** Texto para analizar **
————————

Estos días se ha estado dando por sentado que la inversión de 1.700 millones en la ampliación del aeropuerto de El Prat lo convertirá en un enlace internacional de primera categoría. Pero no es verdad. Esas obras mejorarían su capacidad de manera que estaría en condiciones de asumir más vuelos transoceánicos, pero serán las aerolíneas las que decidirán si les interesa establecer nuevos enlaces con Barcelona. Y lo harán si tienen demanda, o sea si hay empresas que necesiten viajar a Cataluña con frecuencia.
La ampliación de las instalaciones actuales es condición necesaria, pero no suficiente para que se convierta en un hub. Su capacidad máxima es de 55 millones de pasajeros/año y en 2019 ya se alcanzaron los 52 millones.

————————

** Entradas guardadas **
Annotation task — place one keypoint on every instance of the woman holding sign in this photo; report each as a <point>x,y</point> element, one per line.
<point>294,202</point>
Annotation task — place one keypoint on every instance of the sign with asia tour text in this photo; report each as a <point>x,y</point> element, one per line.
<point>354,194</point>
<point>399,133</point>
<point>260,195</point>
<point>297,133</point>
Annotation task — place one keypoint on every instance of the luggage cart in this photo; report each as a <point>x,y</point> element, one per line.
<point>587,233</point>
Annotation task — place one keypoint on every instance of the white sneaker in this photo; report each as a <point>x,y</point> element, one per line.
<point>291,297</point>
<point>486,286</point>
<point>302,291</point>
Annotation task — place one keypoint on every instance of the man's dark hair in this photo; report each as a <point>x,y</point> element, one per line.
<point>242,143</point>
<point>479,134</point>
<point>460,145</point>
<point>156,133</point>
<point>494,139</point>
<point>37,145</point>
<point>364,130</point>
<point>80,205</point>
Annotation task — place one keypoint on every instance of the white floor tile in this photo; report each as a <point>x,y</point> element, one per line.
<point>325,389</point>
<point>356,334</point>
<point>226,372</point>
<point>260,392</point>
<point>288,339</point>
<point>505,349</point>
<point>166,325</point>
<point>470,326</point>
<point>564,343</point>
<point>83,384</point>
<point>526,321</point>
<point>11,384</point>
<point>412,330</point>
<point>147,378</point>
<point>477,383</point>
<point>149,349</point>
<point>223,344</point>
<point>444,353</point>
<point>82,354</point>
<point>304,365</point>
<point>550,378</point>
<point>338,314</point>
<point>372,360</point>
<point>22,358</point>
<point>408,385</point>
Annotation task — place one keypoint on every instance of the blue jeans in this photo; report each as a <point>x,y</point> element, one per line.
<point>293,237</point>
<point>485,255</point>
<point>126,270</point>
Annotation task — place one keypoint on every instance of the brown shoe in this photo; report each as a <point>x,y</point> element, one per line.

————————

** Serie de ejercicios **
[a] Actualiza el texto sobre el aeropuerto de El Prat desde "Estos días se" hasta "Cataluña con frecuencia.", ambos incluidos, y sustituye "aerolíneas" por "compañías aéreas".
[b] Escribe la continuación del texto sobre el aeropuerto de El Prat a partir de su última frase.

** Respuestas por ejercicio **
[a]
Estos días se ha estado dando por sentado que la inversión de 1.700 millones en la ampliación del aeropuerto de El Prat lo convertirá en un enlace internacional de primera categoría. Pero no es verdad. Esas obras mejorarían su capacidad de manera que estaría en condiciones de asumir más vuelos transoceánicos, pero serán las compañías aéreas las que decidirán si les interesa establecer nuevos enlaces con Barcelona. Y lo harán si tienen demanda, o sea si hay empresas que necesiten viajar a Cataluña con frecuencia.

[b]
¿Quién desea potenciar el aeropuerto, además de los empresarios? Aena y el Gobierno central, por supuesto. El partido que reúne a los antiguos convergentes, JxCat, también. Su máximo representante en la Generalitat, el vicepresidente Jordi Puigneró, lo dejó claro en las negociaciones con el gestor aeroportuario, como ha vuelto a hacer tras la congelación del proyecto.
Catalunya en Comú, la marca local de Podemos, se ha opuesto desde el principio. Está contra la mínima afectación de la laguna La Ricarda, pero sobre todo mantiene una posición contra del crecimiento económico –son herederos del anticonsumismo visceral de Julio Anguita-- y, en el caso de Ada Colau, contra las empresas en general. Los alcaldes de la zona que rodea El Prat que militan en el partido, lógicamente, mantienen la posición. Como la ministra Yolanda Díaz, cuya preocupación por el ecosistema del Baix Llobregat no parece perturbar el sueño a Pedro Sánchez.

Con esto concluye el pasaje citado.